Текстовый блок -
II. Вестминстерский договор
Весною 1756 года Фридрих, встревоженный надвигающейся франко-английской войной и не зная, какой прием встретят в Лондоне его предложения о союзе, посоветовал Версальскому двору двинуть войска в сторону Ганновера. На это он получил ответ через французского посла в Берлине де ла Туша: «Это следовало бы сделать вам самим». Король пришел в ярость, повторил свое обычное выражение: «У меня пятьдесят тысяч русских сидят на шее в Курляндии»,
[570] и сейчас же повел дипломатические переговоры с Лондоном более усиленным темпом. Но они все-таки затянулись до октября, несмотря на нетерпение Фридриха, у которого были основательные причины торопиться. Слух о его переговорах с Сен-Джемским кабинетом разнесся по всей Европе; Версальский двор испугался и решил отправить в Берлин герцога Нивернэ, чтобы разузнать о намерениях короля. Но прежде чем принять этого дипломата, сам Фридрих хотел узнать вполне точно, какой ответ он получит от Англии. Она же с этим ответом не спешила, поджидая известий из Петербурга. И когда Уильямс покончил с порученным ему делом, Фридрих очутился в руках своего английского дяди. По мнению этого последнего, заключенный договор с Россией был направлен против Франции, чтобы защитить Ганновер от нашествия французов. Елизавета же придавала этому акту совершенно иное значение. Ничего не подозревая о переговорах дяди и племянника, которые, как ей было известно, не питали друг к другу нежных чувств, она подписала соглашение с Англией с единственной целью напасть на прусского короля. И когда в конце ноября 1755 года Фридрих получил сообщение об англо-русском договоре, опасное положение Пруссии стало ему ясно: он понял, что должен во что бы то ни стало столковаться с Англией, потому что иначе русские действительно сядут ему на шею. В несколько недель им была выработана конвенция о трех статьях, из которых последняя – и единственно важная – обязывала английского и прусского королей объединить свои силы, чтобы не допустить на немецкую территорию вторжения иностранных войск, откуда бы они ни исходили.
Этот договор, подписанный 16 января 1756 года в Вестминстере, не дал Фридриху всех тех преимуществ, которых он добивался, но позволил ему все-таки одурачить бедного герцога Нивернэ, приехавшего между тем в Берлин. Фридрих убедил его, что своими соглашениями с Англией он «оказал существенную услугу Франции», получив возможность задержать или во всяком случае стеснить действия шестидесяти тысяч русских и стольких же австрийцев; в то же время он вошел с послом в техническое обсуждение вопроса о возможном нападении Франции на Англию. Очень серьезным тоном он разбирал вместе с ним шансы Франции на успех и указывал на необходимые для этого меры.

Письменное задание 1 -
Верните из текстового блока дословно отрывок от слов «Этот договор, подписанный» до слов «для этого меры.».
Текстовый блок и записи между собой никак не связаны.

Данные для задания -
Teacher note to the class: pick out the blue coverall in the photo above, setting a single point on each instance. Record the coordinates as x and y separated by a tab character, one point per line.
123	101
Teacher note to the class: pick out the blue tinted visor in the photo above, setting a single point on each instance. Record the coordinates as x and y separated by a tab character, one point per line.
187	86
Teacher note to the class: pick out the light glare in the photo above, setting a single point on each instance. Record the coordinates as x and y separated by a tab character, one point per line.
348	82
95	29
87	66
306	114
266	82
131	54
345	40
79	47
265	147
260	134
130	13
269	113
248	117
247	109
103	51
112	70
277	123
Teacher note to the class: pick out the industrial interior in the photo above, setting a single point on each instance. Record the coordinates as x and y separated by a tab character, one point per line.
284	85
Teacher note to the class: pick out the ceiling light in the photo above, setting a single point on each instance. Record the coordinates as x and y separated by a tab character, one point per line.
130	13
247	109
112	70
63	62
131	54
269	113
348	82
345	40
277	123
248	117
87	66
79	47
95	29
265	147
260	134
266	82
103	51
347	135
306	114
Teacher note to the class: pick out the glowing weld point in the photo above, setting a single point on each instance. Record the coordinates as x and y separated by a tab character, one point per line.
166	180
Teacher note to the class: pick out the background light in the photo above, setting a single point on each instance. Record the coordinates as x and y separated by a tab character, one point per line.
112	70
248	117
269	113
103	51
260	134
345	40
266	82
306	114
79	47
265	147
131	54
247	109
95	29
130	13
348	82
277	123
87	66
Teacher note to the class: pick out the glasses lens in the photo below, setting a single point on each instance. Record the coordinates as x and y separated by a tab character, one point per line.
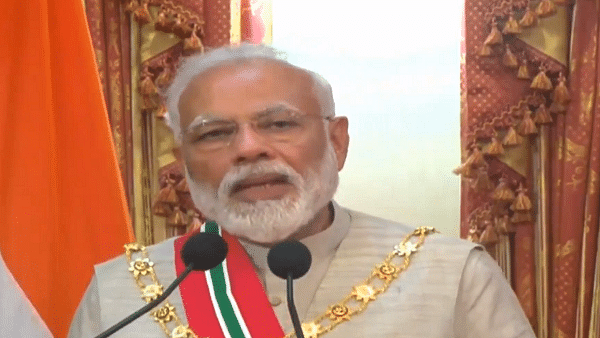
283	125
212	135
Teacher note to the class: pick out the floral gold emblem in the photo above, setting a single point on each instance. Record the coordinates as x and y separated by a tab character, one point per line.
423	231
183	332
132	247
165	314
405	249
363	293
339	312
151	292
311	330
141	267
387	271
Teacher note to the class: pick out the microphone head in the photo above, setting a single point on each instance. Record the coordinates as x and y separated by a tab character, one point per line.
289	257
204	251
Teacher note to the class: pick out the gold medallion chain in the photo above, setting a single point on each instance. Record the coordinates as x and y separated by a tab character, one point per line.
355	303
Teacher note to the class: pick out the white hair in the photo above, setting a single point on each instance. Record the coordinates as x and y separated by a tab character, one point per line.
198	64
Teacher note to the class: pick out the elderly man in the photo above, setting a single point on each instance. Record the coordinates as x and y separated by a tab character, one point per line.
262	149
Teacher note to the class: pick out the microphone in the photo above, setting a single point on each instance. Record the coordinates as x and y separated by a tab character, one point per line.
202	251
290	260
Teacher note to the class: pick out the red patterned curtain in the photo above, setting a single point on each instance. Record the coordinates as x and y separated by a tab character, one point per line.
530	122
156	34
110	31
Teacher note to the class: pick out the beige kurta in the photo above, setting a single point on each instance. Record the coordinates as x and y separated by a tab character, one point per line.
451	289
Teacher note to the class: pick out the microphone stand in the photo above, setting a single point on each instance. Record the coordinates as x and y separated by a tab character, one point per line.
148	306
292	307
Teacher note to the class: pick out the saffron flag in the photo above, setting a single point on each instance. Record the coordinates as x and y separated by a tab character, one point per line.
62	206
18	318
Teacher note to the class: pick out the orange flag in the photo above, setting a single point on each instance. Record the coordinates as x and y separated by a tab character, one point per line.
62	207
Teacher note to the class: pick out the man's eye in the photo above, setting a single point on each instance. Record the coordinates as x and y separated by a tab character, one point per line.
280	125
213	135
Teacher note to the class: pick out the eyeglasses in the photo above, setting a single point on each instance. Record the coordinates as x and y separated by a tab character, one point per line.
281	125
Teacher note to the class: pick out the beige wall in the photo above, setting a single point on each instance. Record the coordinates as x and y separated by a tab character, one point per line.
395	74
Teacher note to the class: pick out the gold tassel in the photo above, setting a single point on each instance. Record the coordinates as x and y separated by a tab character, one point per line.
561	93
511	26
163	22
131	6
527	126
161	209
503	192
465	170
473	235
557	108
541	81
512	138
177	218
488	235
521	216
161	112
482	181
147	86
193	44
182	186
495	148
509	59
503	225
523	72
142	14
529	19
485	50
545	8
181	28
495	37
476	159
167	194
195	223
542	115
164	78
522	202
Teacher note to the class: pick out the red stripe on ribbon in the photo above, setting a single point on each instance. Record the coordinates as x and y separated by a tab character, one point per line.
245	286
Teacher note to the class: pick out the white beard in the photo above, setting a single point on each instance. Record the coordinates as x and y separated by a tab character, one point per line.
268	221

Письменное задание 2 -
Сообщите все строки записей, где встречается слово «beige», и перепишите каждую из них без изменений.

Результат 1 -
Этот договор, подписанный 16 января 1756 года в Вестминстере, не дал Фридриху всех тех преимуществ, которых он добивался, но позволил ему все-таки одурачить бедного герцога Нивернэ, приехавшего между тем в Берлин. Фридрих убедил его, что своими соглашениями с Англией он «оказал существенную услугу Франции», получив возможность задержать или во всяком случае стеснить действия шестидесяти тысяч русских и стольких же австрийцев; в то же время он вошел с послом в техническое обсуждение вопроса о возможном нападении Франции на Англию. Очень серьезным тоном он разбирал вместе с ним шансы Франции на успех и указывал на необходимые для этого меры.

Результат 2 -
Teacher note to the class: pick out the beige kurta in the photo above, setting a single point on each instance. Record the coordinates as x and y separated by a tab character, one point per line.
Teacher note to the class: pick out the beige wall in the photo above, setting a single point on each instance. Record the coordinates as x and y separated by a tab character, one point per line.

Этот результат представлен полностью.